• _Exercise description_: Pull out each line in the entries below that contains the word "white", and copy those lines unchanged.

(Data lines)
########################################
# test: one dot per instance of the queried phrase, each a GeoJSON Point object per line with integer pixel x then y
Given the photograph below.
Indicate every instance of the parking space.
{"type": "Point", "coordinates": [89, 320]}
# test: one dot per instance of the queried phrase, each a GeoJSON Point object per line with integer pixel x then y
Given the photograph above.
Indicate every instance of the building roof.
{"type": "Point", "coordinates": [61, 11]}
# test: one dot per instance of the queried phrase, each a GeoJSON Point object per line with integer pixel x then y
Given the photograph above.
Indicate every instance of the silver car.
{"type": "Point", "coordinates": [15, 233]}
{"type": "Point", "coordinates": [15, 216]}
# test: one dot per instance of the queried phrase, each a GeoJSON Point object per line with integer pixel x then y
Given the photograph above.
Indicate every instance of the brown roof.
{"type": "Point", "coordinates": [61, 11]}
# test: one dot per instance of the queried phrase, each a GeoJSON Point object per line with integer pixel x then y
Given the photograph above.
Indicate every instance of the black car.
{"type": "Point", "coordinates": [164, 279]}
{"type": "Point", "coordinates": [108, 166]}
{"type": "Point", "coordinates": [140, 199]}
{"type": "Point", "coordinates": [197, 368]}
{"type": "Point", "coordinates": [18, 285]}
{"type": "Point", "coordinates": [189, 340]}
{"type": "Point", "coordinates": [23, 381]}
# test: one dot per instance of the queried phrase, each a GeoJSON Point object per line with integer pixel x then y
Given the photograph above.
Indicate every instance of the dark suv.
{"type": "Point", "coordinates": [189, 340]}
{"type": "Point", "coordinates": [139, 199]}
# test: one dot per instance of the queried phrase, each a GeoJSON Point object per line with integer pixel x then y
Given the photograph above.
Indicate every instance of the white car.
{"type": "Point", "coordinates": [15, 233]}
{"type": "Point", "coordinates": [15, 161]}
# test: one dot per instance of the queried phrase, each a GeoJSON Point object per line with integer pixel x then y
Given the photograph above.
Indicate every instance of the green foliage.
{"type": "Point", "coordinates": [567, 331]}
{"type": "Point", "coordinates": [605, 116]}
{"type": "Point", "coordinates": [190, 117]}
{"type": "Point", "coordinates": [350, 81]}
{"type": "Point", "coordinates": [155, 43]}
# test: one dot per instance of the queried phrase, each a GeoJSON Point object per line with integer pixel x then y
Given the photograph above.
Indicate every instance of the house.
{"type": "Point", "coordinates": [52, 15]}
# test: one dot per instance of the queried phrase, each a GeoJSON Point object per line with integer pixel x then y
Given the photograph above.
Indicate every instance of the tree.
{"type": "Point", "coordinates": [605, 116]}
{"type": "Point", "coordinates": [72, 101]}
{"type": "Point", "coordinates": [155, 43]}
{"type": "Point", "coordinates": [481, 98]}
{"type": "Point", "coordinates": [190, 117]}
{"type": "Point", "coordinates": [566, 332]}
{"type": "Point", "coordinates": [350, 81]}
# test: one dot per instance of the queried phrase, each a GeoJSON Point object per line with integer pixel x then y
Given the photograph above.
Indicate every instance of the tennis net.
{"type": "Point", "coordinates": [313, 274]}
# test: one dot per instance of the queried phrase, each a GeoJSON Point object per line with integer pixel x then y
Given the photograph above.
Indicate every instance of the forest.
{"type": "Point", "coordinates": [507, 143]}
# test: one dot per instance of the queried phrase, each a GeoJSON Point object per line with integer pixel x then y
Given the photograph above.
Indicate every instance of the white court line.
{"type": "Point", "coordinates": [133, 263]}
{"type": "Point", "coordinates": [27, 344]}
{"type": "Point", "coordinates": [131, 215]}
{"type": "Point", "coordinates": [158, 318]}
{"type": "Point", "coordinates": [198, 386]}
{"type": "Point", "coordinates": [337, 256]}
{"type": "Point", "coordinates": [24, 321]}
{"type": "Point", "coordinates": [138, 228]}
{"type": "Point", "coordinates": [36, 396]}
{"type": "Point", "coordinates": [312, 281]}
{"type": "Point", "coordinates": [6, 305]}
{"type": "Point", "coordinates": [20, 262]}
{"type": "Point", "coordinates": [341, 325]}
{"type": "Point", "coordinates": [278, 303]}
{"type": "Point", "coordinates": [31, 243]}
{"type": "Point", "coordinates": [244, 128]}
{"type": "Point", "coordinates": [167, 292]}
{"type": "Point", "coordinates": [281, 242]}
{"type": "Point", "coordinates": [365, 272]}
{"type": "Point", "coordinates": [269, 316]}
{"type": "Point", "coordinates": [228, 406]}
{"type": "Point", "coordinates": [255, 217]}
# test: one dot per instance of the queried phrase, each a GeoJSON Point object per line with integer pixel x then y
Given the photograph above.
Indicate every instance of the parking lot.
########################################
• _Final result_:
Indicate every instance of the white car.
Indicate every instance of the white court line.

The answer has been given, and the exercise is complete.